§ Data to use
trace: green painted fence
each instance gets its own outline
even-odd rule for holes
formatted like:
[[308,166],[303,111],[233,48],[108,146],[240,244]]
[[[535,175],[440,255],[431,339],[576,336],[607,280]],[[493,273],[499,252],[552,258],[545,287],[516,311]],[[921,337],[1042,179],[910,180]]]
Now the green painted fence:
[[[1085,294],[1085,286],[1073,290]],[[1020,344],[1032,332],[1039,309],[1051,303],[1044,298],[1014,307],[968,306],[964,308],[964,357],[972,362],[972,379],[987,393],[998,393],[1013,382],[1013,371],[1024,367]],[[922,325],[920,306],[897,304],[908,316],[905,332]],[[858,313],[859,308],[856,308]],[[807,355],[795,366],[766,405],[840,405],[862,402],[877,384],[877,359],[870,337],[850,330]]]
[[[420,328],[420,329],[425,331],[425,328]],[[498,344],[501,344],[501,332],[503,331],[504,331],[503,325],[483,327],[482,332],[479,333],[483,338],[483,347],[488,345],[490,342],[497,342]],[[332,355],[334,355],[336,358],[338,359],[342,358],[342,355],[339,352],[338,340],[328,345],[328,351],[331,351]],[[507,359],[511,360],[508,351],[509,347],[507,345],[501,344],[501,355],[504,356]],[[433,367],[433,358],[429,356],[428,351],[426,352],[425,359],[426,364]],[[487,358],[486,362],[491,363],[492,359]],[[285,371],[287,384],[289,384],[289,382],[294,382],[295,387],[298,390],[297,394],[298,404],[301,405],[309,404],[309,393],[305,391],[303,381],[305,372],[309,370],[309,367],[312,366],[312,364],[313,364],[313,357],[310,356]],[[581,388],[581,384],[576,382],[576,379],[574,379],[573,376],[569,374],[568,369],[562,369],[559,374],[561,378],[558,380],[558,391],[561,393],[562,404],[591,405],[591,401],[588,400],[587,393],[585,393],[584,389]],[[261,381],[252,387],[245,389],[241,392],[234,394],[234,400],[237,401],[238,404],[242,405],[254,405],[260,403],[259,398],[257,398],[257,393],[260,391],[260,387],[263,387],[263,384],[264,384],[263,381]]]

§ Short exercise
Rewrite every line of the items above as a numbered list, omitting any blank lines.

§ Written answer
1. trace: green painted fence
2. each instance gets its own outline
3. even-odd rule for holes
4. formatted like:
5. [[308,166],[303,111],[233,48],[108,146],[240,244]]
6. [[[535,175],[440,255],[431,339],[576,336],[607,280]],[[493,273],[499,252],[552,258],[545,287],[516,311]],[[921,337],[1042,179],[910,180]]]
7. Now the green painted fence:
8. [[[1085,294],[1085,286],[1073,290]],[[1020,344],[1032,332],[1039,309],[1051,303],[1044,298],[1014,307],[968,306],[964,308],[964,357],[972,362],[972,379],[987,393],[998,393],[1013,382],[1013,371],[1024,367]],[[922,325],[920,306],[897,304],[908,316],[905,332]],[[858,313],[859,308],[856,308]],[[807,355],[795,366],[766,405],[840,405],[862,402],[877,384],[877,359],[870,337],[850,330]]]
9. [[[420,328],[420,329],[425,331],[425,328]],[[498,344],[501,344],[501,332],[503,331],[504,331],[503,325],[483,327],[482,332],[479,333],[483,338],[483,347],[488,345],[490,342],[497,342]],[[332,355],[334,355],[336,358],[338,359],[342,358],[342,355],[339,352],[338,340],[328,345],[328,351],[331,351]],[[507,359],[511,360],[508,351],[509,347],[507,345],[501,344],[501,355],[504,356]],[[433,367],[433,358],[429,356],[428,351],[426,352],[425,359],[426,364]],[[487,358],[486,362],[491,363],[492,359]],[[285,371],[287,384],[289,384],[289,382],[294,382],[295,387],[298,390],[297,394],[298,404],[301,405],[309,404],[309,393],[305,391],[303,381],[305,372],[309,370],[309,367],[312,366],[312,364],[313,364],[313,357],[310,356]],[[581,388],[581,384],[576,382],[576,379],[574,379],[573,376],[569,374],[568,369],[562,369],[559,374],[561,378],[558,380],[558,391],[561,393],[562,404],[591,405],[591,401],[588,400],[587,393],[585,393],[584,389]],[[261,381],[252,387],[245,389],[241,392],[234,394],[234,400],[237,401],[238,404],[242,405],[254,405],[260,403],[259,398],[257,398],[257,393],[260,391],[260,387],[263,387],[263,384],[264,384],[263,381]]]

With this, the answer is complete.